((

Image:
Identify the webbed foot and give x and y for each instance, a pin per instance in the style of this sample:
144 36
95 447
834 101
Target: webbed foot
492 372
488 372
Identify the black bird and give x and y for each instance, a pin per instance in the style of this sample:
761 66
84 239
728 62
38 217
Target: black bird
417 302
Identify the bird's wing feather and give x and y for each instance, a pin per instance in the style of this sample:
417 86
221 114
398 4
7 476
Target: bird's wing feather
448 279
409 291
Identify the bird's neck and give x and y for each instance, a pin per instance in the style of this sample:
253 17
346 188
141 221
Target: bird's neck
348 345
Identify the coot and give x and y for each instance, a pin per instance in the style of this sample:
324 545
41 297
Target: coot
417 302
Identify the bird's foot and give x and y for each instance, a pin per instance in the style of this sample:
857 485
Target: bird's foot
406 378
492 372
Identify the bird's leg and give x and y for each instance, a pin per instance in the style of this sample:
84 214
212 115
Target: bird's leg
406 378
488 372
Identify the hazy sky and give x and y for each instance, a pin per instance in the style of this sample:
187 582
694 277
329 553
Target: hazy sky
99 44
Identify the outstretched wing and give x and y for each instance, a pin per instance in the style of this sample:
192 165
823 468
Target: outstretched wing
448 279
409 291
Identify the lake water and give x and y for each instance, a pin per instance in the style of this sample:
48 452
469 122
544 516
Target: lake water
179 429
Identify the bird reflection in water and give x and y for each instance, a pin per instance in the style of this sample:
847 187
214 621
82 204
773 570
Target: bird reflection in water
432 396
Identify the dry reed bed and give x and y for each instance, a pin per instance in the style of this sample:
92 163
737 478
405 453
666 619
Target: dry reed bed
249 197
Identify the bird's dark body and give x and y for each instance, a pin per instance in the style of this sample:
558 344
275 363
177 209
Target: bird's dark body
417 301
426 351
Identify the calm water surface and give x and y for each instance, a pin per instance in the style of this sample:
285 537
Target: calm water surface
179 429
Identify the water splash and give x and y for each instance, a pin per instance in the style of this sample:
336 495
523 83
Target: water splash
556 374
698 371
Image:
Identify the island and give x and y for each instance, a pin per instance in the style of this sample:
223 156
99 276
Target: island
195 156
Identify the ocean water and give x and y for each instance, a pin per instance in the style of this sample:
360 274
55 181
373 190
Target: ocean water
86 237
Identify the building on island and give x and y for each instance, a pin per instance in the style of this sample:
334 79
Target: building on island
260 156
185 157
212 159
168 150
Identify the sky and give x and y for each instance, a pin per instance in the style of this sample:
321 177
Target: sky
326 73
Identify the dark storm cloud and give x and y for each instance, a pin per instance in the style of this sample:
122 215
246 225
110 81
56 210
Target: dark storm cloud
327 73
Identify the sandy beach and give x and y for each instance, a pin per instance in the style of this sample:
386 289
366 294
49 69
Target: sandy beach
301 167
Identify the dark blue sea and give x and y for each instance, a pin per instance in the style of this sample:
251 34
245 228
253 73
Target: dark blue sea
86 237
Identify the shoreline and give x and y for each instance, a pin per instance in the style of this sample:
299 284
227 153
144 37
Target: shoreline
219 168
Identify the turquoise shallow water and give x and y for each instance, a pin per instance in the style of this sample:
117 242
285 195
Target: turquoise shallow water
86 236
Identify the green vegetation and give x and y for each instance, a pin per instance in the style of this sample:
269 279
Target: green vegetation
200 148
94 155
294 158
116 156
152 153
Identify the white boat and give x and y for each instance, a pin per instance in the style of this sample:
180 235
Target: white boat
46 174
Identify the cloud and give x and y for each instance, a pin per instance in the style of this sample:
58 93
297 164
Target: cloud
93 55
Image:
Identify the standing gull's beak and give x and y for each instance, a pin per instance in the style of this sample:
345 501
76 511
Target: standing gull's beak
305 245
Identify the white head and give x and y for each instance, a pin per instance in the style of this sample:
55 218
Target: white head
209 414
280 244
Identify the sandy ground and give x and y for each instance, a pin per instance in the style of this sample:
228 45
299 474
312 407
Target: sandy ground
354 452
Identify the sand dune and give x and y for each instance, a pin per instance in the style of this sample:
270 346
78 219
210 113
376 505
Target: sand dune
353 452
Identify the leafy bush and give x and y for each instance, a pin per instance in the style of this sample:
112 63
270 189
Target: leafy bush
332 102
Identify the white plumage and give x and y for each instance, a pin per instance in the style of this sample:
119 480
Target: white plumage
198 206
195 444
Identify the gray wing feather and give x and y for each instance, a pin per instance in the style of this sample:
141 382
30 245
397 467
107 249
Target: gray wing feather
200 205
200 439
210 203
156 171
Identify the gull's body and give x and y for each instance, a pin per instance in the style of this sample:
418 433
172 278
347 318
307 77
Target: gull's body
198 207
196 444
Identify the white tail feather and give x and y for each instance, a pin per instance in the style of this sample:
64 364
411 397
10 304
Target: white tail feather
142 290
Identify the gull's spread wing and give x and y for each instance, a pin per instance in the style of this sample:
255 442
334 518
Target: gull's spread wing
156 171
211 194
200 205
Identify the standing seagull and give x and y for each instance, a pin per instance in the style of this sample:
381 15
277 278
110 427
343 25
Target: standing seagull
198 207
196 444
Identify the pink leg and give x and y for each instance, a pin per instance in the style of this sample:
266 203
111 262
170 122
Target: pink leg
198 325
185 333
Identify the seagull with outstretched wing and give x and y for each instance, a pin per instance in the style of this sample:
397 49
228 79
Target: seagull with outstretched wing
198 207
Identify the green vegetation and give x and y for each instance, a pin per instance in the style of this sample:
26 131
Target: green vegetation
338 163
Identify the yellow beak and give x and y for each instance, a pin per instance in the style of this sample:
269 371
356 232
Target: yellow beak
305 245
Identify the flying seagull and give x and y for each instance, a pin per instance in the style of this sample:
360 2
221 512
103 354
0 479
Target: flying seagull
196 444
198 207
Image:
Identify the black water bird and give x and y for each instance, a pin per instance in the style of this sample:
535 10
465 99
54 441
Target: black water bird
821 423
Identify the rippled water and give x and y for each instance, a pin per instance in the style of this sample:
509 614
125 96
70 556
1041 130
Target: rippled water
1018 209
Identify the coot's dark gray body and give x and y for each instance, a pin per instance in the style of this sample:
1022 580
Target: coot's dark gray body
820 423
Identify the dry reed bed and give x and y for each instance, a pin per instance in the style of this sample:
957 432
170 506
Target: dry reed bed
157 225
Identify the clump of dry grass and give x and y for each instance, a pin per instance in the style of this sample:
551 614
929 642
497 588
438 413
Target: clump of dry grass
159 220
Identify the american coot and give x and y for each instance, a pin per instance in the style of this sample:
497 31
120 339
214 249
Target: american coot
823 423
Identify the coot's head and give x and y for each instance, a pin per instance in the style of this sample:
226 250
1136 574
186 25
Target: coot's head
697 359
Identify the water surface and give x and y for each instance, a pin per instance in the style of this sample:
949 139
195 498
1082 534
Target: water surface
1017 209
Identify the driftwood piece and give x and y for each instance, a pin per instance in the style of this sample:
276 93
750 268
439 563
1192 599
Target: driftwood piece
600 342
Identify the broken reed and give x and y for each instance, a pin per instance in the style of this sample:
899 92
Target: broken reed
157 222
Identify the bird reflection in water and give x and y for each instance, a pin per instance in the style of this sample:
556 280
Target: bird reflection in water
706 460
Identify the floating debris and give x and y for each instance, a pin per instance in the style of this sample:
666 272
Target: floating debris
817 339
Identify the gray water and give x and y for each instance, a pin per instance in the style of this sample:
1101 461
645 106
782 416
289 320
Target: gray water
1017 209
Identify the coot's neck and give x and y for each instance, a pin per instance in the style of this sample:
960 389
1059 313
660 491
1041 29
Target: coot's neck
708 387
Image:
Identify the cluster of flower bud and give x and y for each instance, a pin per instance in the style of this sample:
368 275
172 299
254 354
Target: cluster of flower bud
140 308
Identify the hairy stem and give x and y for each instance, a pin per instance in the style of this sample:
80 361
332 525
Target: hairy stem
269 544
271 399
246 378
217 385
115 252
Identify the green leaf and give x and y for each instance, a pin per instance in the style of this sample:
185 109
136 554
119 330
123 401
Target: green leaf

))

Write out only what runs from the line holding "Identify the water surface" through the last line of the records, exactly as shown.

Identify the water surface and give x and y for each instance, a pin per instance in the style of this sample:
949 139
195 498
1082 534
Target: water surface
1017 209
Identify the driftwood piece and give x and y for each instance, a pin per instance in the style of this sample:
276 93
750 268
439 563
1192 599
Target: driftwood piece
600 342
Identify the broken reed and give x and y for each instance, a pin per instance in the style of this sample:
899 92
Target: broken reed
157 222
Identify the bird reflection in water and give x and y for each instance, a pin per instance in the style of this sample:
556 280
Target: bird reflection in water
706 460
Identify the floating debris and give x and y for each instance, a pin per instance in the style of this sample:
666 272
Target: floating debris
817 339
Identify the gray water and give x and y for each instance, a pin per instance in the style of this sample:
1101 461
645 106
782 416
289 320
Target: gray water
1017 209
Identify the coot's neck and give x and y for each instance, a pin per instance in the style of this sample:
960 389
1059 313
660 491
1041 29
Target: coot's neck
708 387
Image:
Identify the cluster of flower bud and give x and y for each instance, a pin per instance in the style of this sample:
368 275
172 299
254 354
Target: cluster of flower bud
140 308
Identify the hairy stem and give x and y for each instance, a pin per instance in the style of this sample:
80 361
332 525
Target: hairy stem
269 544
271 399
246 378
217 385
115 252
Identify the green leaf and give x and y for each instance, a pin per instance in the style of this sample:
185 109
136 554
119 330
123 401
Target: green leaf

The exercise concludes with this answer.